▶ _Problem_:
Recast the data as a Markdown table with columns "Row" and "Line," starting at the line that contains "Reviewer note: every instance of the raised" and running through the end of the data, with both ends included and blank lines left out. Leave the pictures out.

[begin Exercise data]

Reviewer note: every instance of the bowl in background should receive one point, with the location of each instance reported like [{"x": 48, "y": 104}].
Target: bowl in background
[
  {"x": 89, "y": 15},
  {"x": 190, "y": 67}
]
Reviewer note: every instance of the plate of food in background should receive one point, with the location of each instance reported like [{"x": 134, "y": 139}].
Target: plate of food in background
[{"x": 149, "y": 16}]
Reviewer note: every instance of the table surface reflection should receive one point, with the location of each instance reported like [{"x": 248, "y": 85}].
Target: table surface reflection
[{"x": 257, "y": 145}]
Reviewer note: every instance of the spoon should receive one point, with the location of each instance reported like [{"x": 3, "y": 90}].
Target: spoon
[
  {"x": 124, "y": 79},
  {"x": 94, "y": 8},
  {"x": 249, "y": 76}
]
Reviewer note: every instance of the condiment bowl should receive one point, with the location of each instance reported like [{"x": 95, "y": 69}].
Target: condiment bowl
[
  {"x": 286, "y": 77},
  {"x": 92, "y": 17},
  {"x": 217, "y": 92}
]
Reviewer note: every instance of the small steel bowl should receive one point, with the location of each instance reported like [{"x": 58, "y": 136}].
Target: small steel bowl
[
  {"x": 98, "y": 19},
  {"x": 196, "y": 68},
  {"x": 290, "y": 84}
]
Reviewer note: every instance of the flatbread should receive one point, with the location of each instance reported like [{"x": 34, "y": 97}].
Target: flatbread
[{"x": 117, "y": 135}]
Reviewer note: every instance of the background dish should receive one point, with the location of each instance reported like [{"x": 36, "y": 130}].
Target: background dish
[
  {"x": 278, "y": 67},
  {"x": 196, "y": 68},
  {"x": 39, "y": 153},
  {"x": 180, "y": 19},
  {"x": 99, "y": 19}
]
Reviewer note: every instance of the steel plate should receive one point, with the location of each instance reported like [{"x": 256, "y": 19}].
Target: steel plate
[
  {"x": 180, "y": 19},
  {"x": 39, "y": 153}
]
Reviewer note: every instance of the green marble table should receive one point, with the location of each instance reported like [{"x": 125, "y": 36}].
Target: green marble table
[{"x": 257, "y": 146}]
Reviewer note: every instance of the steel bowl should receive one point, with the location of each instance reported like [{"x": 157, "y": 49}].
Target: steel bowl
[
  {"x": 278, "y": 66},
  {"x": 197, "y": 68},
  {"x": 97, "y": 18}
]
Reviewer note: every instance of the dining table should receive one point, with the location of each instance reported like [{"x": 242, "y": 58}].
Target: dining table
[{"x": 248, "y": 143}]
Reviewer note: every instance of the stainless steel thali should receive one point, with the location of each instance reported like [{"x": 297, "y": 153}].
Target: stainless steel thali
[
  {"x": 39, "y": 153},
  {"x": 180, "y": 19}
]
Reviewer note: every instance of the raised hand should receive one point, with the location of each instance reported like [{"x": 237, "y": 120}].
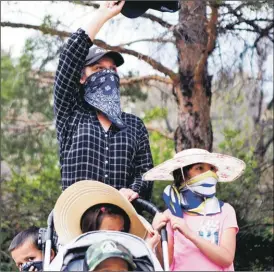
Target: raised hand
[{"x": 111, "y": 8}]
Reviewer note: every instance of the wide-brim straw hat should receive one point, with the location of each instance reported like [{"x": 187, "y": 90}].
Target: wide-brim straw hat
[
  {"x": 229, "y": 168},
  {"x": 80, "y": 196}
]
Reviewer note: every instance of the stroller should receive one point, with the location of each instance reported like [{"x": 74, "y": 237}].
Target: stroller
[{"x": 71, "y": 256}]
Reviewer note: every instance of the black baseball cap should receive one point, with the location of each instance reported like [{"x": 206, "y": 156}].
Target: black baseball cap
[
  {"x": 134, "y": 9},
  {"x": 95, "y": 53}
]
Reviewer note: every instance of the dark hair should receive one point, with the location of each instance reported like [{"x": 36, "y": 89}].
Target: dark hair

[end Exercise data]

▶ _In response_:
| Row | Line |
|---|---|
| 1 | Reviewer note: every instance of the raised hand should receive one point, with the location of each instance reported like [{"x": 237, "y": 120}]. |
| 2 | Target: raised hand |
| 3 | [{"x": 111, "y": 8}] |
| 4 | Reviewer note: every instance of the wide-brim straw hat should receive one point, with the location of each instance reported like [{"x": 187, "y": 90}]. |
| 5 | Target: wide-brim straw hat |
| 6 | [ |
| 7 |   {"x": 229, "y": 168}, |
| 8 |   {"x": 80, "y": 196} |
| 9 | ] |
| 10 | Reviewer note: every instance of the stroller should receive one point, with the location of each instance reported like [{"x": 74, "y": 237}]. |
| 11 | Target: stroller |
| 12 | [{"x": 71, "y": 256}] |
| 13 | Reviewer note: every instance of the black baseball cap should receive one point, with the location of each instance reported like [{"x": 206, "y": 156}]. |
| 14 | Target: black baseball cap |
| 15 | [ |
| 16 |   {"x": 134, "y": 9}, |
| 17 |   {"x": 95, "y": 53} |
| 18 | ] |
| 19 | Reviewer note: every instance of the dark hair should receive one point, with the location of each instance reported like [{"x": 36, "y": 89}]. |
| 20 | Target: dark hair |